▶ _About this task_
Return every record below exactly; leave out the images.
=== Section Start ===
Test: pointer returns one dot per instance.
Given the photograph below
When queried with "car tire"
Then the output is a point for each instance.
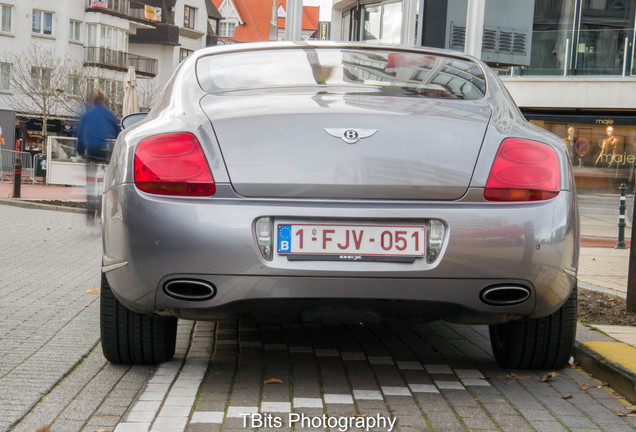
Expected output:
(540, 343)
(132, 338)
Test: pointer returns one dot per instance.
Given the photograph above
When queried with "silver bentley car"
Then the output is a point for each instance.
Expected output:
(339, 182)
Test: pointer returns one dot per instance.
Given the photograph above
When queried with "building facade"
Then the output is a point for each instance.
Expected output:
(569, 64)
(53, 55)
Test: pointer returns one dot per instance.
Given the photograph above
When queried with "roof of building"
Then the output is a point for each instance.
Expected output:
(311, 16)
(256, 16)
(213, 12)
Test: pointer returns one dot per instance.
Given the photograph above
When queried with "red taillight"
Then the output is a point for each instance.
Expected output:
(523, 171)
(173, 164)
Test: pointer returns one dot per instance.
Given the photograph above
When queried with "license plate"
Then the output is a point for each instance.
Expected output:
(362, 240)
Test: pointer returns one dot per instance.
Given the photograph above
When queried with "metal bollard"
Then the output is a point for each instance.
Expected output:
(17, 177)
(621, 219)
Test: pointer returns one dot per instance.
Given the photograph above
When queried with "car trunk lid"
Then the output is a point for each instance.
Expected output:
(301, 145)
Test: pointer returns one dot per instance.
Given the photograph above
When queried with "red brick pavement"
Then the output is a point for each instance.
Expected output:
(41, 192)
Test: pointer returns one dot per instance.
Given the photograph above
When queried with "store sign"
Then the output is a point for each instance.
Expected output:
(51, 125)
(7, 130)
(150, 12)
(324, 30)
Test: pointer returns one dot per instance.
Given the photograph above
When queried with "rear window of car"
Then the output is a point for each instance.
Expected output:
(373, 70)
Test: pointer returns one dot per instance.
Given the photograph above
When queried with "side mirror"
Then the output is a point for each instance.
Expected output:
(131, 119)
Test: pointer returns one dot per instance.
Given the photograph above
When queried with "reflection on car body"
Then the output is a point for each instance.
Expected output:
(291, 178)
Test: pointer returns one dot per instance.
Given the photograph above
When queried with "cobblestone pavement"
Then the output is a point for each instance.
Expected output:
(235, 376)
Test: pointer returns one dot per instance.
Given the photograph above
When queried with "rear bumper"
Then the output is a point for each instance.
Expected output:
(149, 241)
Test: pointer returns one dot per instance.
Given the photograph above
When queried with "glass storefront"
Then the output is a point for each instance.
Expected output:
(602, 150)
(582, 37)
(378, 21)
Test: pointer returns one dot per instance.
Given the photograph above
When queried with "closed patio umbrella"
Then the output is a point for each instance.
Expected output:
(131, 95)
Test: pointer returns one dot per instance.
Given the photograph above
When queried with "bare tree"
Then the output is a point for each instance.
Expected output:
(39, 80)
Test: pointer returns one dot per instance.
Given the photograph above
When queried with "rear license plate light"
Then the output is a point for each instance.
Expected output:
(347, 241)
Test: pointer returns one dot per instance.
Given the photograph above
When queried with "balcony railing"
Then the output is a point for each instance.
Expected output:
(120, 60)
(128, 8)
(586, 52)
(143, 65)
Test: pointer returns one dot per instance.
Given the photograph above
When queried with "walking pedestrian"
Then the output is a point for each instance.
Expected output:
(97, 127)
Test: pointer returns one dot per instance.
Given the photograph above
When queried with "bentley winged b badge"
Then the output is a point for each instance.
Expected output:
(351, 136)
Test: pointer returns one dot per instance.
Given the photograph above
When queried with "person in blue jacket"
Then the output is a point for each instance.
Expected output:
(97, 127)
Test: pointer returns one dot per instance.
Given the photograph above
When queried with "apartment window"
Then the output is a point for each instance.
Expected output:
(75, 31)
(73, 86)
(188, 16)
(5, 77)
(42, 22)
(40, 78)
(226, 29)
(184, 53)
(7, 12)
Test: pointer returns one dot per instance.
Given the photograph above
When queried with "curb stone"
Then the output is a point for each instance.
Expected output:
(606, 361)
(17, 202)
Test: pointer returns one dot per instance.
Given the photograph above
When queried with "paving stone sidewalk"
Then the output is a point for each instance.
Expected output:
(47, 320)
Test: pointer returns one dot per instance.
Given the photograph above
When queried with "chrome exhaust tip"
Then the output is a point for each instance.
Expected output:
(192, 290)
(504, 295)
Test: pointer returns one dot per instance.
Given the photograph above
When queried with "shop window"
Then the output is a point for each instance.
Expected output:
(40, 78)
(602, 150)
(188, 16)
(42, 23)
(75, 31)
(7, 18)
(378, 21)
(5, 77)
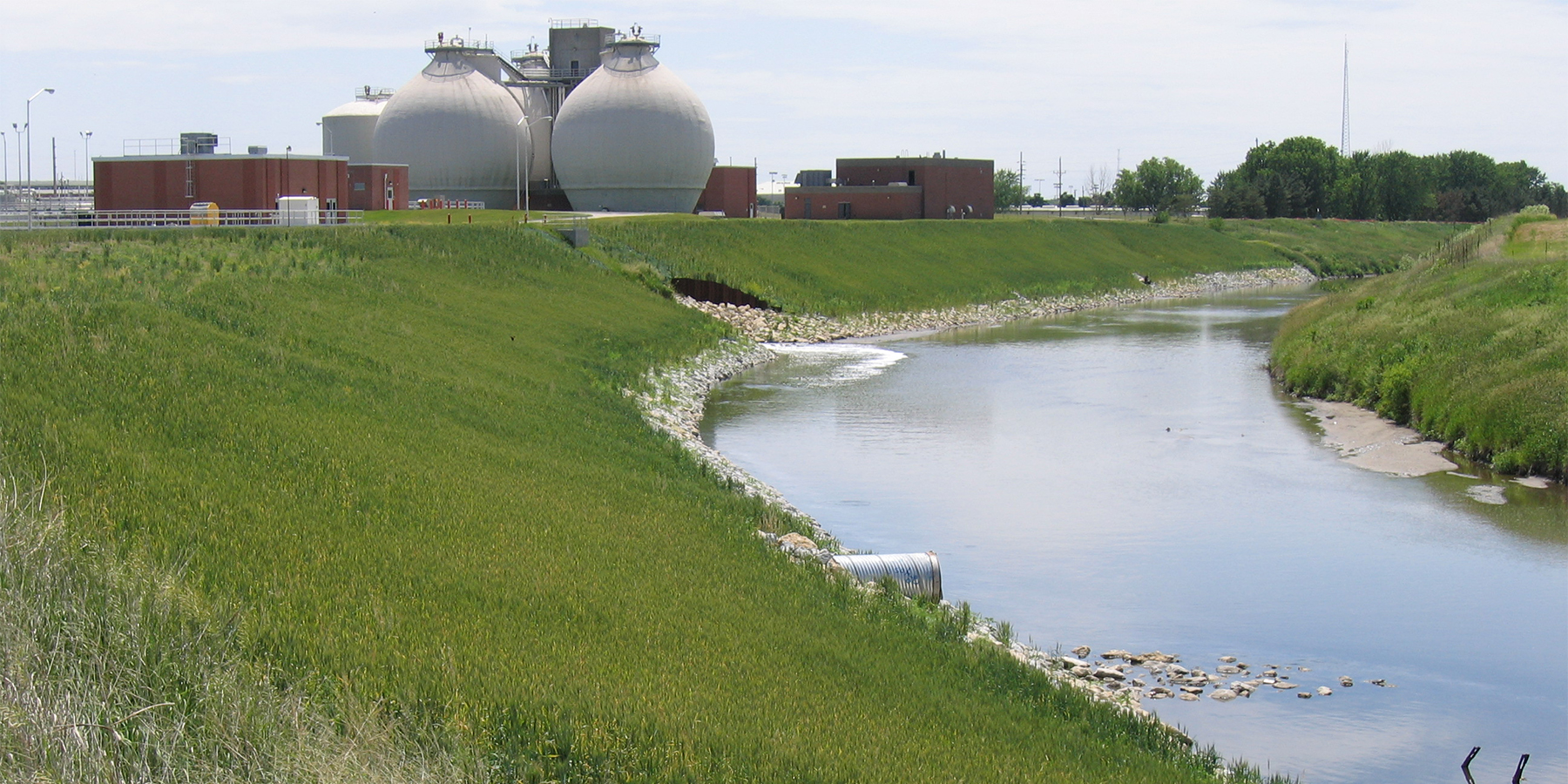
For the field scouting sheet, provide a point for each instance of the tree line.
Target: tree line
(1305, 178)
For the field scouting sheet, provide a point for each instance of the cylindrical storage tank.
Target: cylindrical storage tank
(350, 131)
(632, 137)
(917, 574)
(458, 133)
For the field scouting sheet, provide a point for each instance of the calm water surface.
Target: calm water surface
(1131, 478)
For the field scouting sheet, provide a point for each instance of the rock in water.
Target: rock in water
(1487, 494)
(797, 540)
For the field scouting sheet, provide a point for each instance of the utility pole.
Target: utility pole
(86, 154)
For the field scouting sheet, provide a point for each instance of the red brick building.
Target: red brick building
(893, 203)
(899, 188)
(233, 182)
(376, 187)
(731, 190)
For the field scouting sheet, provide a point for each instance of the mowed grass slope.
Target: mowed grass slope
(405, 454)
(1470, 353)
(1342, 248)
(850, 267)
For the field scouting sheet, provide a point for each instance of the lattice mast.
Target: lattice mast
(1344, 112)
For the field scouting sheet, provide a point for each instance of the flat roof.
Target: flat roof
(915, 162)
(847, 190)
(223, 156)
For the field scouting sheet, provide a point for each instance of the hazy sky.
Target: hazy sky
(797, 84)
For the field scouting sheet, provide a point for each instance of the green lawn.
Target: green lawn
(1471, 353)
(405, 455)
(850, 267)
(1342, 248)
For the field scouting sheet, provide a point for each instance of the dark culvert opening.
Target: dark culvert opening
(719, 294)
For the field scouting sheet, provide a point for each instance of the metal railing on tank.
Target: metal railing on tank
(41, 219)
=== Section End ===
▶ _Response to the task_
Test: pointer returns one dot per instance.
Given the photograph below
When queried with "car tire"
Then the output is a point for each instance.
Expected output:
(540, 343)
(132, 338)
Test: pointer returns one dot per instance.
Given the photograph above
When queried with "silver bentley car"
Then the output is a point for each instance.
Expected output:
(339, 182)
Test: pointer returns one dot per instance.
Given the photograph above
When queried with "building facade"
Then the output is a point for each instance.
Expected output:
(569, 64)
(53, 55)
Test: pointer returns one dot per instance.
Given the photograph above
When queried with "roof of building"
Then the output is a point for each instance.
Expected output:
(311, 16)
(256, 16)
(213, 12)
Test: pointer returns one dot per instance.
Given the photograph above
When queried with "red taillight"
Then the output is a point for each instance.
Expected output:
(523, 171)
(173, 164)
Test: pointer returns one dot per instance.
Given the photograph above
When queried with "license plate"
Then the output is a point for each instance.
Expected output:
(362, 240)
Test: pointer returns one dot per instance.
Given the photograph above
When queried with "metal bollard"
Then the output is a point for each instance.
Expected output:
(17, 177)
(621, 219)
Test: pointer returns one dot per instance.
Given the photograph above
When queried with "car trunk lid"
Then the output is a point for each instance.
Expected output:
(301, 145)
Test: pointer returns one dot per instance.
Given the photograph above
When queried with "red brick pavement"
Then the output is a point for each instance.
Expected output:
(41, 192)
Test: pointer returns one dot per instance.
Given the photograph above
When queried with "store sign"
Then the output is a point for each instance.
Expected output:
(51, 125)
(7, 130)
(150, 12)
(324, 30)
Test: pointer returns one dot per instance.
Given the photograph above
When queried with "rear window of car"
Then the output is a point for each instance.
Expected output:
(373, 70)
Test: pointer returns one dot per instance.
Given the photograph above
When queried with "side mirror"
Then the output is a point for each instance.
Expected output:
(131, 119)
Test: pointer returns one dot per instance.
Given the photograph above
When queried with "reflection on car body"
Then the output is a point for each instance.
Expected output:
(291, 178)
Test: pointer returns one dot per instance.
Given the photograph above
When queried with "cobblestone pavement"
Then the output is a point for each instance.
Expected output:
(235, 376)
Test: pointer returns one dot per instance.
Given the photograph above
When queried with "rear bumper"
Then the output is a point for each instance.
Expected output:
(149, 241)
Test: pointer returns one dot per instance.
Given the photograph above
When queried with "glass storefront"
Then the output is a point for each instance.
Expected output:
(602, 150)
(582, 37)
(378, 21)
Test: pointer returns one dot per instance.
Given the photograph above
When queried with "closed patio umbrella"
Then the output is a point for each instance.
Expected output:
(131, 95)
Test: pointer returns one dot per instance.
Given the photograph above
When queried with "bare tree"
Then the output is a point for each instance.
Expected output:
(39, 80)
Test: pointer returns one dot per instance.
Given the photograph above
When queried with "rear license plate light"
Then the output is a point for each instance.
Expected output:
(347, 241)
Test: pointer returns one dot per instance.
Given the photograph above
When queried with "balcony railing"
Then the output is a point for each instance.
Expected output:
(120, 60)
(128, 8)
(586, 52)
(143, 65)
Test: pointer returns one dot per instance.
Given the photograph above
When queried with "walking pedestrian"
Then the output is a point for each instance.
Expected output:
(97, 127)
Test: pointer returns one dot per instance.
Given the photograph above
When queried with "bentley winged b badge"
Then the output is a point for each instance.
Expected output:
(351, 136)
Test: pointer returns one dot per instance.
Given the photograph above
When queried with "person in blue jacket"
Then the output is a point for each instance.
Expected output:
(97, 127)
Test: pointer returns one dot per instance.
Given the photograph above
When queried with "apartment window"
Then the output is a point for each instance.
Expected output:
(75, 31)
(73, 86)
(188, 16)
(5, 77)
(42, 22)
(40, 78)
(226, 29)
(184, 53)
(7, 12)
Test: pointer returns one dot per instance.
Given the photograph above
When queried with "curb stone"
Then the output is a point for each instance.
Expected output:
(606, 361)
(17, 202)
Test: pointer returns one dot per instance.
Given the photograph above
When queried with "paving stone sidewalk"
Then the output is a point for each instance.
Expected output:
(47, 320)
Test: pointer returns one dot per instance.
Given the photograph above
When queried with "chrome exhaust tip"
Then the output is a point for each instance.
Expected output:
(192, 290)
(504, 295)
Test: pointer returns one dot per instance.
Given the photograph above
When queried with "shop window"
Then the output is a point for each instance.
Expected output:
(40, 78)
(602, 150)
(188, 16)
(42, 23)
(75, 31)
(7, 18)
(378, 21)
(5, 77)
For the field scouting sheet, provide a point for each instance of the tree line.
Target: tree line
(1305, 178)
For the field scouting sheet, provide a point for each instance of the cylindrical storage tank.
Target: cylindrical storage tank
(350, 131)
(632, 137)
(917, 574)
(458, 133)
For the field scouting sheet, provide a point for each instance of the calm water surface.
Target: calm water surface
(1131, 478)
For the field scouting sheet, provide a point for each instance of the rock in water.
Target: rock in water
(1487, 494)
(797, 540)
For the field scouting sheet, provide a point for each instance of the utility pole.
Target: utility pole
(86, 154)
For the field scouting sheet, provide a point for each instance of the red brick building.
Target: red brick building
(893, 203)
(899, 188)
(233, 182)
(376, 187)
(731, 190)
For the field scouting sheet, provide a point for each instance of the mowed grass slope.
Target: mowed grass slope
(405, 454)
(1470, 353)
(1342, 248)
(850, 267)
For the field scouting sheet, provide a point for each instance of the lattice mast.
Target: lattice mast
(1344, 112)
For the field scouting sheet, provide a point for each instance of the flat roof.
Target: flat roof
(915, 162)
(847, 190)
(223, 156)
For the field scouting sheet, provide a point for each instance of the hazy sky.
Target: hazy sky
(797, 84)
For the field scouting sheet, provide a point for each instance of the green lawn.
Target: green lawn
(1471, 353)
(405, 455)
(850, 267)
(1342, 248)
For the field scouting sheet, provide a point for each instance of the dark culvert opening.
Target: dark culvert opening
(719, 294)
For the field scouting sheet, provide a point for each instance of the metal railing on tank.
Target: metal railing on tank
(41, 219)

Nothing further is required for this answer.